Task brief:
Set down each entry exactly as given; pictures should not appear in the copy.

======

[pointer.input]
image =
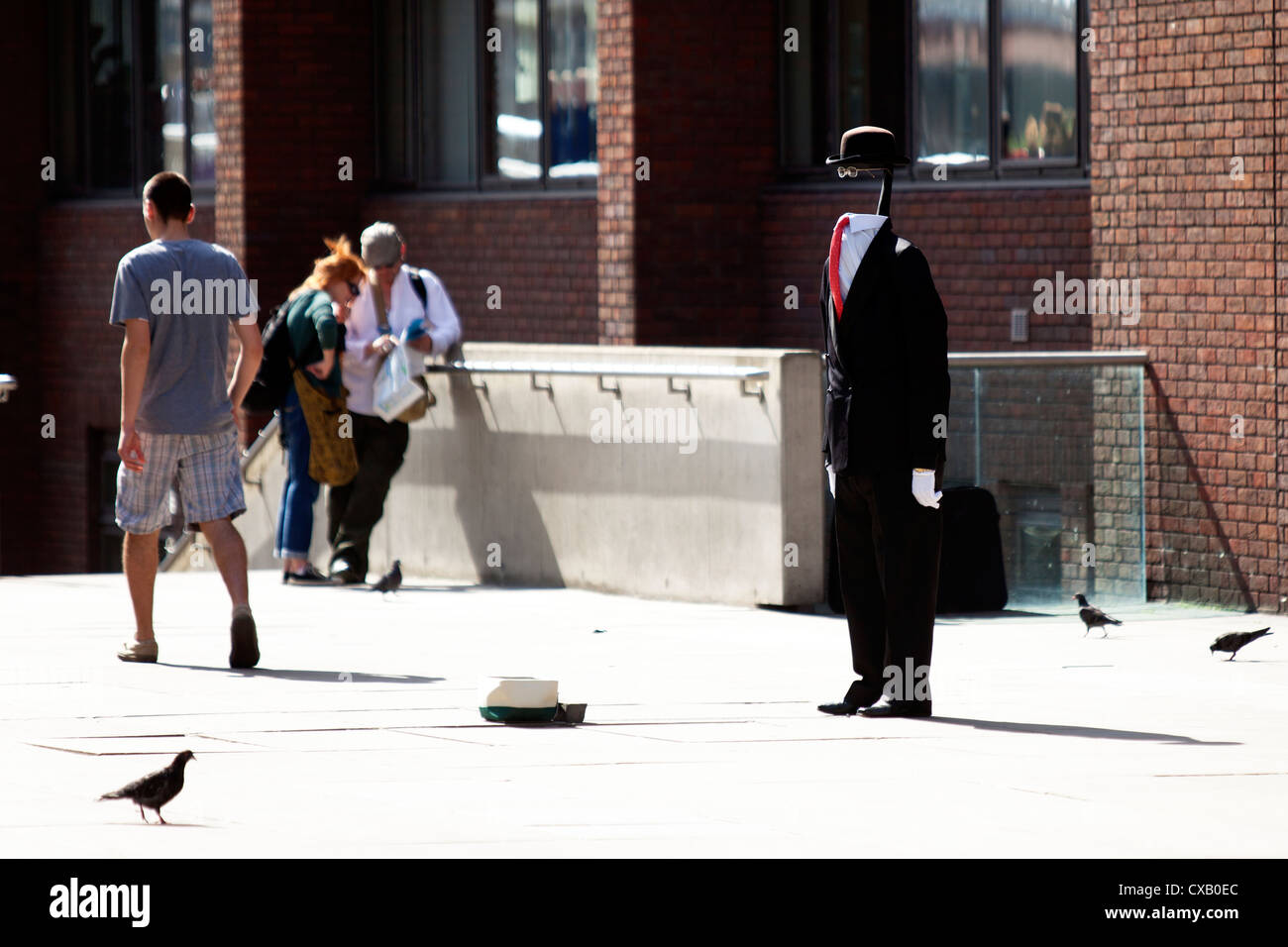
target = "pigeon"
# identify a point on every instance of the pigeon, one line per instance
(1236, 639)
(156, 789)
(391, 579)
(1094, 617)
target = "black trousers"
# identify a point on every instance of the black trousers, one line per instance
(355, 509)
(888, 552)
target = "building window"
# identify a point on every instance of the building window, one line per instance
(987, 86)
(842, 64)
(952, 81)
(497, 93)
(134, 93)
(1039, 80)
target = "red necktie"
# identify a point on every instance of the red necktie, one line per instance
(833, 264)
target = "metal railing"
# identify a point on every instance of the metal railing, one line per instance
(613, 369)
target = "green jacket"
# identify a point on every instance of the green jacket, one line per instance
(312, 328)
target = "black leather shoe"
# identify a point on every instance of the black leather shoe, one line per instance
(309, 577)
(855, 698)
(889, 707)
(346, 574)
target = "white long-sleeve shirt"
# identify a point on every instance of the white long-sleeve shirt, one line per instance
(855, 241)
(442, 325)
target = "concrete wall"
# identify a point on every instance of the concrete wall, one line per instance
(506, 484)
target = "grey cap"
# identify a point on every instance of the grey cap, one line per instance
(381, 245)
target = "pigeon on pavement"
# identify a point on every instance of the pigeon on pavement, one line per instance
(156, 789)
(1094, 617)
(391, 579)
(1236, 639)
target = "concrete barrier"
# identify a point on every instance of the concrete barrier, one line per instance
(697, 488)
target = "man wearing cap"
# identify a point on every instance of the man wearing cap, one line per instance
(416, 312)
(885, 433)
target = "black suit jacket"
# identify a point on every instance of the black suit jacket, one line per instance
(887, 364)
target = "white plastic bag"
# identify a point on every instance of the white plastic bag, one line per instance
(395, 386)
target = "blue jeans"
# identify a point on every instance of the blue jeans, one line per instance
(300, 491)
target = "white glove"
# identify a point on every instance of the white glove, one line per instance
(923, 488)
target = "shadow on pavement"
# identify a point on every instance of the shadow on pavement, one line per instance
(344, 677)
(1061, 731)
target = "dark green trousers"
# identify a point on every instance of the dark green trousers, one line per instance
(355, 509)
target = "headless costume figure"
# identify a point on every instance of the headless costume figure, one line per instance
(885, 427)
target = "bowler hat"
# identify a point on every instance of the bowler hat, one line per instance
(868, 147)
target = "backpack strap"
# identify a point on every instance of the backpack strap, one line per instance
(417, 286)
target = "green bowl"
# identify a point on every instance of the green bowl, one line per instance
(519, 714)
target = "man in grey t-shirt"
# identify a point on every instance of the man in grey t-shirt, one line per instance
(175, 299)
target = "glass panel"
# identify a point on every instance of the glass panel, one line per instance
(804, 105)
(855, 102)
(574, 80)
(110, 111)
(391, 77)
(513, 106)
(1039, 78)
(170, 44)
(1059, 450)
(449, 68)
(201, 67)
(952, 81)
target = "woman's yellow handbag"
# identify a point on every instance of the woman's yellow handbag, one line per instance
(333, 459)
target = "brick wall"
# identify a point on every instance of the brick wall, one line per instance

======

Solved exercise:
[pointer.input]
image =
target = "pigeon"
# identify a point on every instance of the pigeon, one line per instance
(1236, 639)
(156, 789)
(391, 579)
(1094, 617)
target = "black trousers"
# identify a point on every instance of the black trousers, one line per instance
(355, 509)
(888, 552)
target = "building window"
# identify a point on every instance of the building window, one line per instance
(987, 86)
(842, 64)
(952, 81)
(497, 93)
(134, 93)
(1039, 80)
target = "red necktie"
# identify a point on every instance of the red necktie, one line per instance
(833, 264)
target = "metal railing"
# identify a point on every instance of the metal railing, one line per instance
(613, 369)
target = "green jacket"
# identify a point on every instance of the green jacket, one line per instance
(312, 328)
target = "black leather shoe"
# identify a point on every instance of the black leather shoe, one line per instance
(309, 577)
(855, 698)
(889, 707)
(346, 574)
target = "white long-sleeve shirt"
# identify a point on every instance of the white long-sleeve shirt, one line per instance
(855, 241)
(442, 325)
target = "concrete wall"
# identify a point on every instance of the concrete wall, one line per instance
(506, 484)
target = "grey cap"
# identify a point on every instance of the grey cap, one line per instance
(381, 245)
target = "pigeon on pavement"
# identify a point on every instance of the pigeon on pavement, one line per instance
(156, 789)
(1094, 617)
(391, 579)
(1236, 639)
target = "concrete barrier"
# identify a point on every instance of the concrete barrier, one line per instance
(697, 488)
target = "man wearing cap"
# identify a point on every instance of the man wearing cap, one line per instance
(416, 312)
(885, 433)
target = "black suit jacket"
# identify a point on every instance of the black suit jacket, one line per instance
(887, 364)
target = "white plastic bag"
# identify a point on every instance of the white plastic bag, one line per instance
(395, 386)
target = "blue jeans"
# identify a point on every instance of the blue jeans, one line per instance
(300, 491)
target = "white glove"
# identify a point on every instance of the white glove, one line per instance
(923, 488)
target = "shadow on pavement"
# identify a point on every instance of the shadow on pavement, one line per instance
(344, 677)
(1061, 731)
target = "dark green trousers"
# identify a point on every instance of the dark green trousers, one line per instance
(355, 509)
target = "headless costume figure"
# identify a point on every instance of the headless costume figure, one line per instance
(885, 427)
target = "bowler hat"
# identify a point on every instance of the bowler hat, one line per instance
(868, 147)
target = "backpack strap"
# identify a point on every instance of the backpack strap, one line per instance
(417, 286)
target = "green bowl"
# identify a point on every instance of the green bowl, one line per instance
(519, 714)
target = "man in grey t-shirt"
# identify a point on every instance of the man in grey t-shirt, one line per instance
(175, 299)
target = "glass panel"
# identify a point on every instance of the glass panel, one line per instance
(804, 105)
(855, 102)
(574, 80)
(110, 111)
(391, 77)
(513, 106)
(1039, 78)
(170, 44)
(1059, 450)
(449, 68)
(201, 67)
(952, 81)
target = "woman's yellow handbag"
# identify a point on every instance of the woman's yellow handbag, one line per instance
(333, 459)
target = "brick wall"
# identify a point on every instance of the brick wall, one line per instance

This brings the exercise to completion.